Task goal: Return the lines beginning at the one that contains "If you would be so kind as to spot the building" and continuing to the end of the entries, including both ends, exactly as written and nothing else.

Data in this exercise:
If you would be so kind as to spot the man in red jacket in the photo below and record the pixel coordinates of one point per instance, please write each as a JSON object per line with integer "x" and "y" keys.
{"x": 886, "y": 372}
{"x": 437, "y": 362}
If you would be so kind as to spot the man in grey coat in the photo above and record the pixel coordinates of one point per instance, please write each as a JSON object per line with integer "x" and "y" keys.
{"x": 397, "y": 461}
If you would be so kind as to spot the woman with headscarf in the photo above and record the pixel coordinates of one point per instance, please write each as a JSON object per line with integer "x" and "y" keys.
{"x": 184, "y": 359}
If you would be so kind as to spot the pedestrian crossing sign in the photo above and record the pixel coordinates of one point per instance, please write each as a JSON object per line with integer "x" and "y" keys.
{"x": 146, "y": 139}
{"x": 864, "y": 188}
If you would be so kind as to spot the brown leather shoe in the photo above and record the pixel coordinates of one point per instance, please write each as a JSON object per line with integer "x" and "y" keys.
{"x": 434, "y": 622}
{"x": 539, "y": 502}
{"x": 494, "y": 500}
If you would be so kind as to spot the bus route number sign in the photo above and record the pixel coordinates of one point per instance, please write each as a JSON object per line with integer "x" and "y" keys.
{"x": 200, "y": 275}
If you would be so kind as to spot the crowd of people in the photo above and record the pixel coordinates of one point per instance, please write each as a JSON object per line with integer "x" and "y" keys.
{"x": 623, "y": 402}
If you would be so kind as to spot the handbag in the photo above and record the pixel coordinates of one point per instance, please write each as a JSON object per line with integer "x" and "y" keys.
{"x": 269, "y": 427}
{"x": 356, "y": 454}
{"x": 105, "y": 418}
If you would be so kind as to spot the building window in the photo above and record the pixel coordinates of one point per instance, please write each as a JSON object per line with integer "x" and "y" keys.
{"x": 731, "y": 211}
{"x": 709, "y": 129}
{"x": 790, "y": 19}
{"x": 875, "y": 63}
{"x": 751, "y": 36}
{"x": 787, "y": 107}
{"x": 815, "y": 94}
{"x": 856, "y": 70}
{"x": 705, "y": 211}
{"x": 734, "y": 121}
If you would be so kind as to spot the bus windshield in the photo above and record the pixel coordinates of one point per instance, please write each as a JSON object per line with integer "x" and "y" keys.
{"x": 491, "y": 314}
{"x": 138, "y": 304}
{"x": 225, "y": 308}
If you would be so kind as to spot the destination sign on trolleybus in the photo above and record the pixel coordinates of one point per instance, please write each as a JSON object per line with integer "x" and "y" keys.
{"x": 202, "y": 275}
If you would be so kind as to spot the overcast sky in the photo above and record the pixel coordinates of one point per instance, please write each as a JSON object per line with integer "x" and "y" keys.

Output for this exercise:
If you would be so kind as to spot the building window in the photo above and record the pixel coordinates of one point per instance, please write each as a JSON object per line with integer "x" and "y" keys.
{"x": 731, "y": 211}
{"x": 709, "y": 129}
{"x": 790, "y": 19}
{"x": 875, "y": 63}
{"x": 751, "y": 36}
{"x": 787, "y": 107}
{"x": 815, "y": 94}
{"x": 856, "y": 70}
{"x": 705, "y": 211}
{"x": 734, "y": 121}
If you would be so kind as to spot the bus windshield in the photo above and record the pixel coordinates of one point per instance, please write each as a JSON object per line with integer "x" and "y" keys.
{"x": 491, "y": 314}
{"x": 138, "y": 304}
{"x": 225, "y": 308}
If you would be so kind as to spot the destination sign on trolleybus in the photo above and record the pixel coordinates of one point per instance, please write each as a JSON object per line with integer "x" and "y" keys.
{"x": 202, "y": 275}
If you would be so kind as to spot the overcast sky in the photo above and record the pixel coordinates of one point per instance, please write each as a JSON object per line with integer "x" and "y" keys.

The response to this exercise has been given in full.